WHAT YOU WILL DO:
[a] Return everything in the probe-tone passage from "Responses to four" down to "the probe-tone contexts.".
[b] List the symbols that the probe-tone passage uses to label its probe-tone categories.

[Begin EXTRACT PROVIDED]

Responses to four probe-tone categories are compared that are defined by whether or not the probe tones occur during the different phases of the experiment. Some probe tones may be part of probe-tone contexts used to elicit the probe-tone judgements and also be heard during the exposure phase. These tones are considered congruent throughout the experiment C. On the other hand, some probe tones may neither occur in probe-tone contexts nor during the exposure phase and are thus incongruent throughout the experiment C~. Then there are probe tones that are only congruent with respect to the probe-tone judgment blocks CP, which do not occur during the exposure phase, and probe tones that are only congruent with respect to the exposure phase CE and are not part of the probe-tone contexts.

Before the exposure phase, probe tones in categories C and CP, should thus receive higher ratings than probe tones in categories CE, and C~. However, while CE tones do not occur in the tone sequences of the probe-tone judgment blocks, they are considered part of the unfamiliar music system and thus should receive higher ratings after they are “introduced” to the system during the exposure phase. At this point, only if their ratings increase can we say that participants gained musical long-term knowledge. The increased ratings would indicate that tones that are not immediately present in the auditory environment are also regarded as part of a music system. The paradigm and hypotheses are schematized in Fig. 4.

[End EXTRACT PROVIDED]
[Begin RECORD LIST]

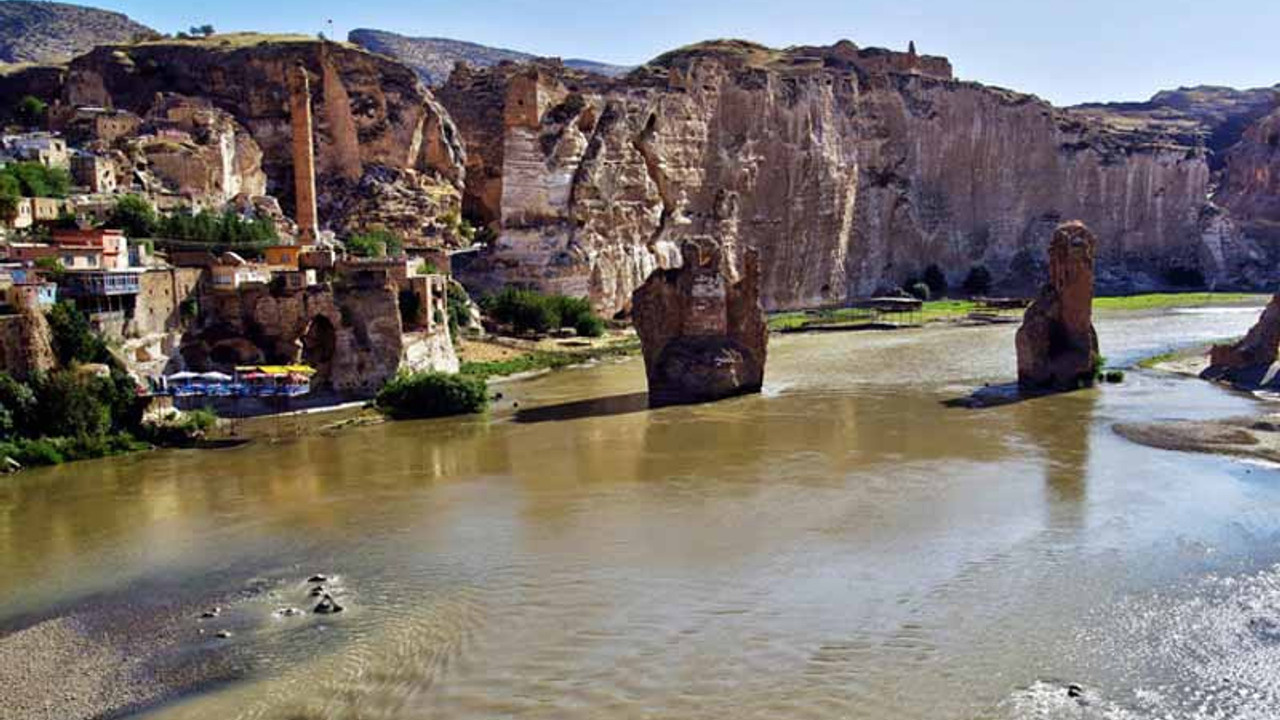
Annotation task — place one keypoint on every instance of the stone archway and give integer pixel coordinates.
(319, 345)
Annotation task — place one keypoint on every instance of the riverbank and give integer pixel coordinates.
(1252, 437)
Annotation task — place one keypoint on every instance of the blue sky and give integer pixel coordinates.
(1063, 50)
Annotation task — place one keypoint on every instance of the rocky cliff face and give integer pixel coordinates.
(434, 58)
(371, 114)
(1251, 186)
(849, 169)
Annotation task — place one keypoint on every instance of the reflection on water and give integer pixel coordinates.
(841, 546)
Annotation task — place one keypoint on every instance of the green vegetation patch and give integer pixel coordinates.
(432, 395)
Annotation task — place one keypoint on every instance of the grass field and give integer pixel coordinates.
(942, 310)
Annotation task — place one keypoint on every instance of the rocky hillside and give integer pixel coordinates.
(55, 32)
(1214, 115)
(849, 169)
(385, 150)
(433, 58)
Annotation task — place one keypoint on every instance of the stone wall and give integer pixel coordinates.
(352, 335)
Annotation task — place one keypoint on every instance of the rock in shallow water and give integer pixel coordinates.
(328, 606)
(1057, 347)
(702, 327)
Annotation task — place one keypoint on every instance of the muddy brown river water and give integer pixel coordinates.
(841, 546)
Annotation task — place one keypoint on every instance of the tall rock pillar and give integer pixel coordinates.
(702, 327)
(1057, 347)
(304, 155)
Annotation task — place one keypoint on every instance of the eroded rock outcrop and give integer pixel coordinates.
(702, 327)
(1251, 359)
(371, 114)
(1057, 347)
(1251, 186)
(352, 336)
(848, 169)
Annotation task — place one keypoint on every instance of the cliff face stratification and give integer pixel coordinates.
(1251, 187)
(434, 58)
(374, 119)
(848, 169)
(1057, 347)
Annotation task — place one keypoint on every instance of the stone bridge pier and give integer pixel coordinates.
(702, 327)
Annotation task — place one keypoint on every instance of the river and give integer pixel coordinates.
(844, 545)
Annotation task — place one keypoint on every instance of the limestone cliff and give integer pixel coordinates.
(848, 169)
(371, 114)
(1251, 186)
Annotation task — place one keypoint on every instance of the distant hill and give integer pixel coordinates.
(1216, 114)
(433, 58)
(55, 32)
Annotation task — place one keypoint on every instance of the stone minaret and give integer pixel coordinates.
(304, 155)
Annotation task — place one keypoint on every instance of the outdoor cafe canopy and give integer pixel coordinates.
(277, 370)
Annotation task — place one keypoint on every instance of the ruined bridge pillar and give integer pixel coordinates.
(702, 327)
(304, 155)
(1057, 347)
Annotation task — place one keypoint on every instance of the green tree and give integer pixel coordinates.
(135, 215)
(432, 395)
(375, 244)
(978, 281)
(68, 405)
(74, 341)
(31, 110)
(18, 402)
(936, 279)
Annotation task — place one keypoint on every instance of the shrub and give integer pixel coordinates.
(936, 279)
(1184, 277)
(31, 110)
(460, 308)
(375, 244)
(74, 341)
(18, 401)
(529, 311)
(432, 395)
(135, 215)
(227, 229)
(525, 310)
(978, 281)
(69, 405)
(589, 326)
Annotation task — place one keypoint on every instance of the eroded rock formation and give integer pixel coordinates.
(702, 327)
(370, 113)
(1251, 359)
(848, 169)
(1057, 347)
(26, 343)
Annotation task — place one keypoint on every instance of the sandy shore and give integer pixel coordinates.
(108, 661)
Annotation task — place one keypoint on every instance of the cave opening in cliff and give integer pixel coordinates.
(318, 349)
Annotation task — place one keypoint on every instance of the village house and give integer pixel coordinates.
(232, 272)
(44, 147)
(94, 172)
(109, 245)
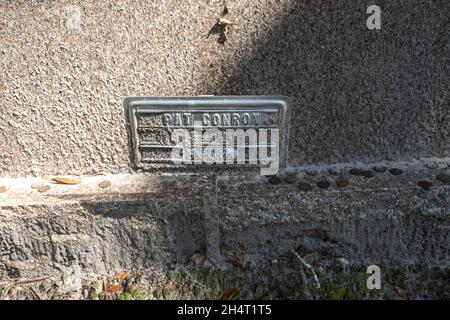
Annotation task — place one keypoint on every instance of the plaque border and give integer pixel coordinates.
(208, 103)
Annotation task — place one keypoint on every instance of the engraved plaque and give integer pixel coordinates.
(207, 132)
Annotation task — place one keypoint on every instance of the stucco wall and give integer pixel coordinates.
(357, 94)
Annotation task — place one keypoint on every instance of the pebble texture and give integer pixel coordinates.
(357, 94)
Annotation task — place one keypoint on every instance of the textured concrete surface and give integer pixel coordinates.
(358, 94)
(360, 97)
(151, 222)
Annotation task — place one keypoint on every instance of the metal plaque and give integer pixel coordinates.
(206, 131)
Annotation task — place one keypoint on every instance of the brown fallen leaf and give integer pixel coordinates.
(230, 294)
(63, 180)
(400, 291)
(123, 275)
(104, 184)
(111, 287)
(43, 188)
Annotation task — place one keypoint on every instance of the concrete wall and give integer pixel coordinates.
(358, 94)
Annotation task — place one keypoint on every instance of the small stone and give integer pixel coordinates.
(396, 171)
(425, 184)
(379, 169)
(334, 171)
(311, 172)
(431, 165)
(291, 171)
(290, 179)
(43, 188)
(105, 184)
(342, 183)
(443, 177)
(323, 184)
(304, 186)
(356, 172)
(368, 174)
(275, 180)
(344, 262)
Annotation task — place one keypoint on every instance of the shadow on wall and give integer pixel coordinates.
(358, 94)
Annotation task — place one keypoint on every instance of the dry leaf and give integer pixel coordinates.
(111, 287)
(43, 188)
(230, 294)
(122, 275)
(225, 22)
(63, 180)
(400, 291)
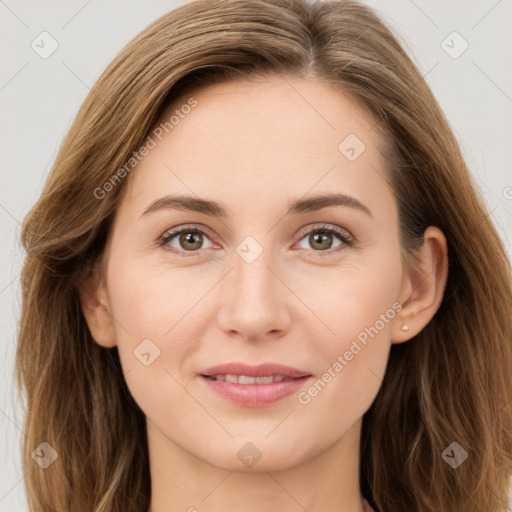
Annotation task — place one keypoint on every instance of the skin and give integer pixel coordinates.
(255, 146)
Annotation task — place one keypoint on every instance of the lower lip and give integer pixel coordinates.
(255, 395)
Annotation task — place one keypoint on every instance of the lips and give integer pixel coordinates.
(254, 386)
(262, 370)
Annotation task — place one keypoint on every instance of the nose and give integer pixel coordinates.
(256, 301)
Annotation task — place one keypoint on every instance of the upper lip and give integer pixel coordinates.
(261, 370)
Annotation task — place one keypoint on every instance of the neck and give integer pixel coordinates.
(327, 482)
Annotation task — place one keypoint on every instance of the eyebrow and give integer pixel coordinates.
(214, 209)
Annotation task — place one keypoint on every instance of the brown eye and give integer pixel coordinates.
(191, 240)
(321, 240)
(186, 240)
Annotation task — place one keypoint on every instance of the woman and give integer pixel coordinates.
(260, 276)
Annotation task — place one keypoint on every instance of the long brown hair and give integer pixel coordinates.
(451, 383)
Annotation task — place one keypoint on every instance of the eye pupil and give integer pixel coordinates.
(191, 237)
(319, 237)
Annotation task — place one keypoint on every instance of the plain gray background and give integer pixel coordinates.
(40, 97)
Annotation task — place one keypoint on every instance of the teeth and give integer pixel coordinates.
(245, 379)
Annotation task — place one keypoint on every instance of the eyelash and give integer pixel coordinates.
(347, 239)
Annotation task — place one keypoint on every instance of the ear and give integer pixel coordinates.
(422, 292)
(94, 303)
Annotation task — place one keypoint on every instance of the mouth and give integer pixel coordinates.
(249, 379)
(254, 386)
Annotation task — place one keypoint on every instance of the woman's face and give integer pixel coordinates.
(263, 283)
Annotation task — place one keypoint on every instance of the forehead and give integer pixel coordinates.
(260, 140)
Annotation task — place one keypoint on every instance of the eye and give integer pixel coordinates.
(321, 239)
(189, 241)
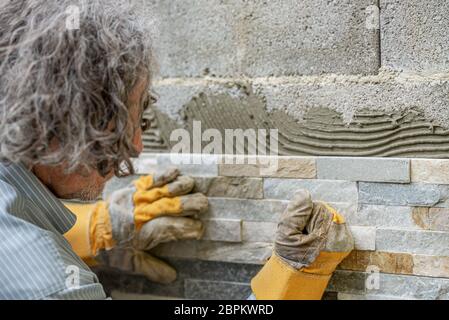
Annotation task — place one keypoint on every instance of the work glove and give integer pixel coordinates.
(311, 240)
(153, 209)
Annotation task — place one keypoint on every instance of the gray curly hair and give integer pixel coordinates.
(69, 85)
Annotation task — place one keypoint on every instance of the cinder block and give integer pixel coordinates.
(410, 241)
(398, 194)
(349, 96)
(216, 290)
(430, 171)
(229, 38)
(227, 187)
(325, 190)
(414, 35)
(226, 230)
(364, 237)
(364, 169)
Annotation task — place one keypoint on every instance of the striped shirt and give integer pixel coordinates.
(36, 261)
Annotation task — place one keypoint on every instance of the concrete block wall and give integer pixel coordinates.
(358, 90)
(336, 78)
(398, 211)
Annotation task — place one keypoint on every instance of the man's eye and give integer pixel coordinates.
(153, 98)
(145, 124)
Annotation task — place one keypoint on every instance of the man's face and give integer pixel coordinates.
(88, 186)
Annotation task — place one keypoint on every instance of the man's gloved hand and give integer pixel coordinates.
(151, 210)
(311, 240)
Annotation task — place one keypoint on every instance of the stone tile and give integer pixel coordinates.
(259, 231)
(281, 167)
(364, 237)
(216, 290)
(411, 241)
(435, 219)
(325, 190)
(244, 188)
(346, 296)
(430, 171)
(203, 37)
(239, 170)
(432, 266)
(251, 252)
(295, 167)
(398, 217)
(399, 194)
(189, 164)
(364, 169)
(387, 262)
(226, 230)
(413, 287)
(404, 286)
(347, 281)
(249, 210)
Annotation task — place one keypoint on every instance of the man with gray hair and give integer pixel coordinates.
(72, 98)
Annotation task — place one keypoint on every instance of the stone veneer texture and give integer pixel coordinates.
(398, 211)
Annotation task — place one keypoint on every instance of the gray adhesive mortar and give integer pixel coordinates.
(317, 128)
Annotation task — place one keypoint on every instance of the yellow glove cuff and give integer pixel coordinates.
(92, 231)
(279, 281)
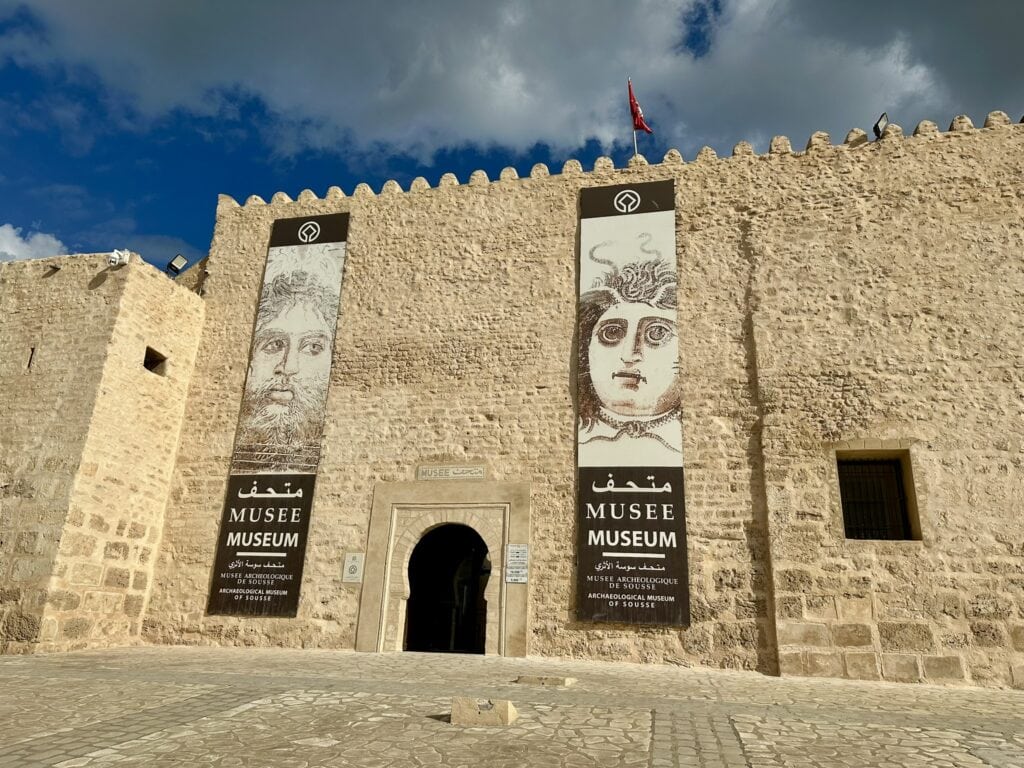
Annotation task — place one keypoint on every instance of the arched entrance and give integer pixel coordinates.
(448, 573)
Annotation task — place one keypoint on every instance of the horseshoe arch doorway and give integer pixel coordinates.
(446, 610)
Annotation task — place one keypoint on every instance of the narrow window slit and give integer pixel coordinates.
(155, 361)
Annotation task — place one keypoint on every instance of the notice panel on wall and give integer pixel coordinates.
(261, 547)
(631, 527)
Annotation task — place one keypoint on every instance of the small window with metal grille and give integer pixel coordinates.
(877, 495)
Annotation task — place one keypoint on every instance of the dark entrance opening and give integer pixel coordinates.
(448, 572)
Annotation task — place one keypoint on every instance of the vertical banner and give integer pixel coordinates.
(262, 542)
(631, 540)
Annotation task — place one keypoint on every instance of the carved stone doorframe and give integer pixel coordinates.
(402, 513)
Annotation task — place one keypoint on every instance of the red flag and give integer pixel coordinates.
(638, 122)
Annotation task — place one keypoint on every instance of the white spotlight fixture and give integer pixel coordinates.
(175, 265)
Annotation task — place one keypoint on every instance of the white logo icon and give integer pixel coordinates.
(309, 231)
(627, 201)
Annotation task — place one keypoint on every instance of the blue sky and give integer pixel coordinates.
(121, 121)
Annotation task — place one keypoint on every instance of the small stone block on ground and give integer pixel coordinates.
(548, 680)
(478, 712)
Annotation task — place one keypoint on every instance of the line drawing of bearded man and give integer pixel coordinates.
(285, 399)
(628, 364)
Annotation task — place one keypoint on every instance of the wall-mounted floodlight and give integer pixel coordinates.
(881, 125)
(119, 258)
(176, 264)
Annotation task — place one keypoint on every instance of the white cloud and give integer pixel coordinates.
(35, 246)
(389, 76)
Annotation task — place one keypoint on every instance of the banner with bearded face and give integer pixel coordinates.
(631, 530)
(261, 546)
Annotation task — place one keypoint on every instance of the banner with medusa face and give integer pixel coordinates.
(631, 528)
(262, 541)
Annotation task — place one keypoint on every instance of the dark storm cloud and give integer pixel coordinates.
(418, 77)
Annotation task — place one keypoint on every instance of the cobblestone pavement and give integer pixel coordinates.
(306, 709)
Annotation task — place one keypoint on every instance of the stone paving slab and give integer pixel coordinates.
(301, 709)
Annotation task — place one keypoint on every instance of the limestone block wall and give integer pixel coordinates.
(50, 365)
(862, 295)
(455, 341)
(104, 562)
(90, 442)
(889, 316)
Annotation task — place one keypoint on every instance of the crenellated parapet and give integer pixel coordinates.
(818, 143)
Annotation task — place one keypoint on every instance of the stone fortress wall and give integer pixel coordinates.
(89, 437)
(854, 297)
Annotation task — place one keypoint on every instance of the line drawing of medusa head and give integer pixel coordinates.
(286, 390)
(628, 355)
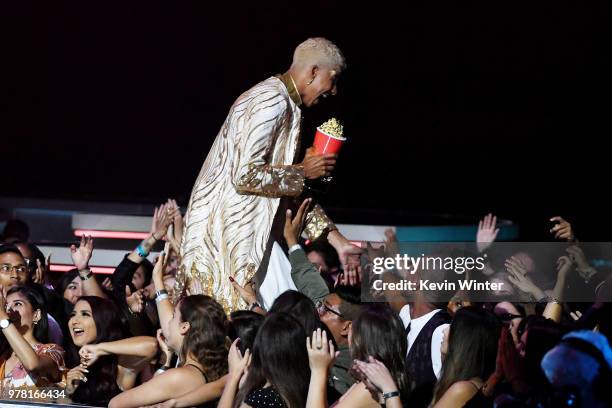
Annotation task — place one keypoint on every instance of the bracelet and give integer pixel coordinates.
(391, 394)
(89, 274)
(161, 370)
(141, 251)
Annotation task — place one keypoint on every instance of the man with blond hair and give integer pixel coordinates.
(251, 177)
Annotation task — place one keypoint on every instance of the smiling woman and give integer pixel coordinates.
(105, 362)
(28, 361)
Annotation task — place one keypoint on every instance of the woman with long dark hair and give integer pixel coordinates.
(470, 350)
(377, 334)
(27, 359)
(299, 306)
(104, 361)
(278, 373)
(195, 329)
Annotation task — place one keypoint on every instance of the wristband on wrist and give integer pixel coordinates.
(87, 276)
(141, 251)
(161, 370)
(391, 394)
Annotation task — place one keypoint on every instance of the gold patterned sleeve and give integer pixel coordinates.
(318, 223)
(253, 174)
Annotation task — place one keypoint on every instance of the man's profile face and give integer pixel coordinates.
(322, 86)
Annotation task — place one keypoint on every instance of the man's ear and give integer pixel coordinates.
(184, 328)
(314, 71)
(37, 316)
(346, 327)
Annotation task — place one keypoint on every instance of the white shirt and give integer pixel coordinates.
(436, 339)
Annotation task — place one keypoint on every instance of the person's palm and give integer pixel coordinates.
(487, 232)
(82, 254)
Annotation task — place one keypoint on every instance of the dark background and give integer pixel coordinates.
(451, 110)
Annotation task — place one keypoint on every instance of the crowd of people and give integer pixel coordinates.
(130, 340)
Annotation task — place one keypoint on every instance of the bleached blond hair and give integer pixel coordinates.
(318, 51)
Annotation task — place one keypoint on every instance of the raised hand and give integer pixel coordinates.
(90, 353)
(162, 218)
(177, 222)
(564, 265)
(107, 284)
(294, 226)
(82, 255)
(487, 232)
(321, 352)
(158, 270)
(562, 230)
(163, 346)
(318, 165)
(350, 257)
(518, 277)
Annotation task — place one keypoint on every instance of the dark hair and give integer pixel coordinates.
(326, 251)
(10, 248)
(351, 301)
(37, 301)
(380, 333)
(299, 306)
(16, 229)
(472, 348)
(65, 280)
(147, 271)
(542, 336)
(101, 386)
(244, 324)
(280, 358)
(205, 340)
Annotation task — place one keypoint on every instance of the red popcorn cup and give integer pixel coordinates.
(325, 143)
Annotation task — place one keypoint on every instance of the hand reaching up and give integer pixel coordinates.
(82, 255)
(321, 352)
(487, 232)
(562, 230)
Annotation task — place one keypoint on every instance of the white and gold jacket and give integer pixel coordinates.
(233, 203)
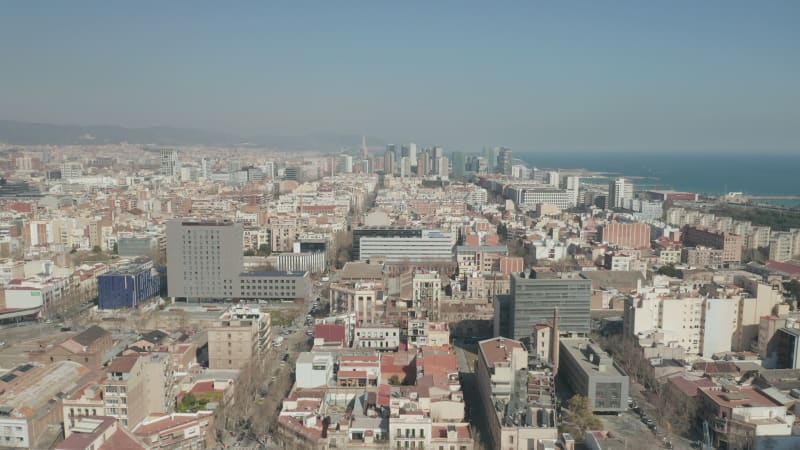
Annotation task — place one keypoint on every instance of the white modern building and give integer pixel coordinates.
(620, 193)
(378, 337)
(314, 369)
(433, 245)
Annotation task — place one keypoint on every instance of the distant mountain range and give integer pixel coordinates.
(26, 133)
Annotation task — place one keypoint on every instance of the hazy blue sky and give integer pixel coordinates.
(567, 75)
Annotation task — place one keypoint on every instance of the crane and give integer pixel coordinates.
(706, 437)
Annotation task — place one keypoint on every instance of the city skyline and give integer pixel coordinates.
(713, 77)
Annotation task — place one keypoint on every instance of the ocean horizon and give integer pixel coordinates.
(710, 173)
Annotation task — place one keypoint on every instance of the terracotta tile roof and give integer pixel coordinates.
(172, 421)
(689, 386)
(81, 441)
(122, 364)
(498, 349)
(330, 332)
(120, 440)
(90, 335)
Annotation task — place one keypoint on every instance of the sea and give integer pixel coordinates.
(714, 173)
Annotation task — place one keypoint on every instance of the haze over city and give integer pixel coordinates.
(710, 76)
(400, 225)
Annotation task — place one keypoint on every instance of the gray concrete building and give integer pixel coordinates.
(152, 246)
(205, 260)
(533, 301)
(592, 373)
(380, 231)
(432, 245)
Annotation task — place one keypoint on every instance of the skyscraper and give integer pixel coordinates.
(533, 300)
(412, 153)
(364, 149)
(620, 193)
(389, 158)
(491, 154)
(504, 161)
(459, 164)
(204, 258)
(170, 166)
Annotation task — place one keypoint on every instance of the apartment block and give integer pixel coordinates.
(592, 373)
(241, 334)
(730, 244)
(535, 298)
(29, 400)
(125, 390)
(129, 285)
(627, 235)
(519, 404)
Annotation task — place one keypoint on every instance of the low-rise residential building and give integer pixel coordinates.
(314, 369)
(378, 337)
(100, 433)
(738, 414)
(241, 334)
(425, 332)
(592, 373)
(179, 430)
(88, 347)
(29, 400)
(520, 414)
(129, 285)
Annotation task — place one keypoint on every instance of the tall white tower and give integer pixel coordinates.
(412, 154)
(620, 193)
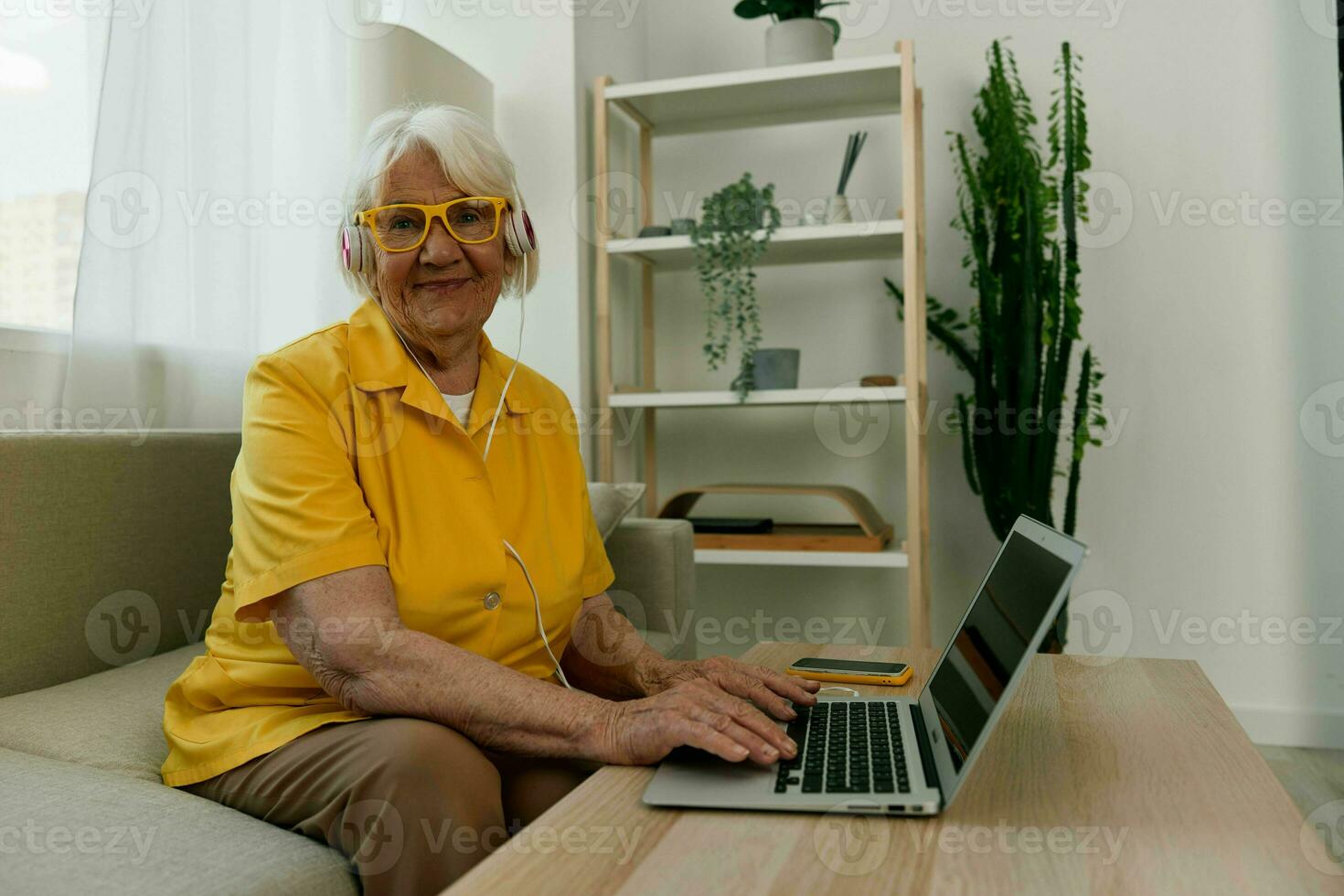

[End RECORD LIST]

RESPONSES TO THE EXERCISE:
[a]
Responses to four probe-tone categories are compared that are defined by whether or not the probe tones occur during the different phases of the experiment. Some probe tones may be part of probe-tone contexts used to elicit the probe-tone judgements and also be heard during the exposure phase. These tones are considered congruent throughout the experiment C. On the other hand, some probe tones may neither occur in probe-tone contexts nor during the exposure phase and are thus incongruent throughout the experiment C~. Then there are probe tones that are only congruent with respect to the probe-tone judgment blocks CP, which do not occur during the exposure phase, and probe tones that are only congruent with respect to the exposure phase CE and are not part of the probe-tone contexts.

[b] C, C~, CP, CE